→ **TASK STATEMENT**
Copy every line of the records below where the word "snow" occurs.

→ **EXERCISE INPUTS**
■ ■ ■ ■

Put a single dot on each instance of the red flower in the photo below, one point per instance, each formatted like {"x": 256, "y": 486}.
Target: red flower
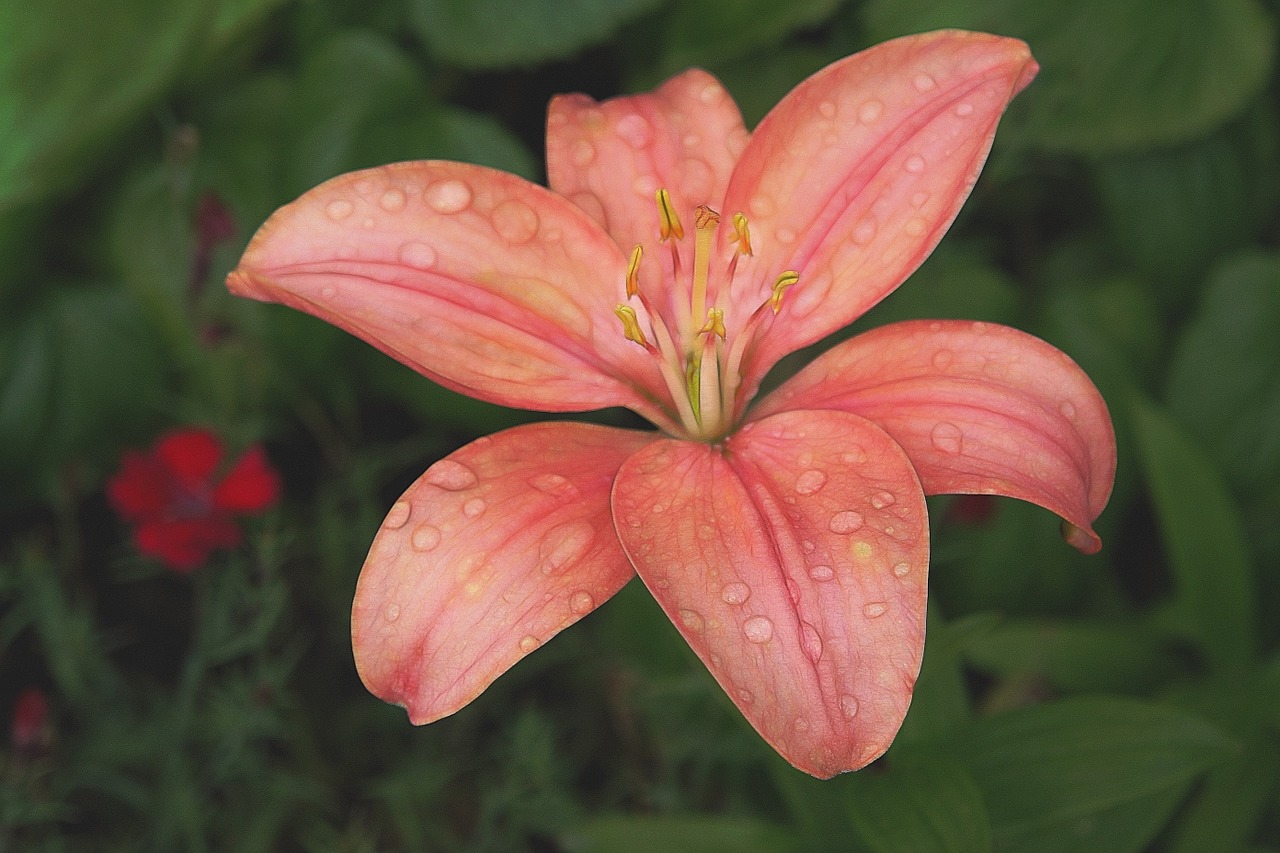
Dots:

■ ■ ■ ■

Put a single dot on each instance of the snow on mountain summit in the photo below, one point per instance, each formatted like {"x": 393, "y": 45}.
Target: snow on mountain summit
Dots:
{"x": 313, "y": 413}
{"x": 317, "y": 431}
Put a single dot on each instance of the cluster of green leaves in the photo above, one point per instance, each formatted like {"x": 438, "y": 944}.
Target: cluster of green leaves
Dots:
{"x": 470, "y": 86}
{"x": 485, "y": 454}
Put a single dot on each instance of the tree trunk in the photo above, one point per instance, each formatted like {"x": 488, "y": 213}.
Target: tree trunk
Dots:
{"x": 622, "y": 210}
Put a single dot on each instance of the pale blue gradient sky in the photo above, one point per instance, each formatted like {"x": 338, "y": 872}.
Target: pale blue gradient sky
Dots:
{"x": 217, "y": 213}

■ ■ ■ ■

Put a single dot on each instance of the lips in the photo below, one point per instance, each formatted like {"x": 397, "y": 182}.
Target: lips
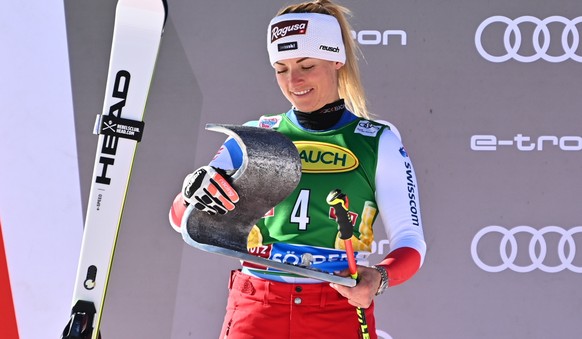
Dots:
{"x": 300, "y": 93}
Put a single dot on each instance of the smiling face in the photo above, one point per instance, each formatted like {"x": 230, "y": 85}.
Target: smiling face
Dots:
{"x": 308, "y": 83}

■ ■ ■ ■

→ **EXERCISE RESPONSE**
Put a single dot on each instance of the snow on mountain summit in the photo below, one point per instance, each formatted like {"x": 393, "y": 45}.
Target: snow on mountain summit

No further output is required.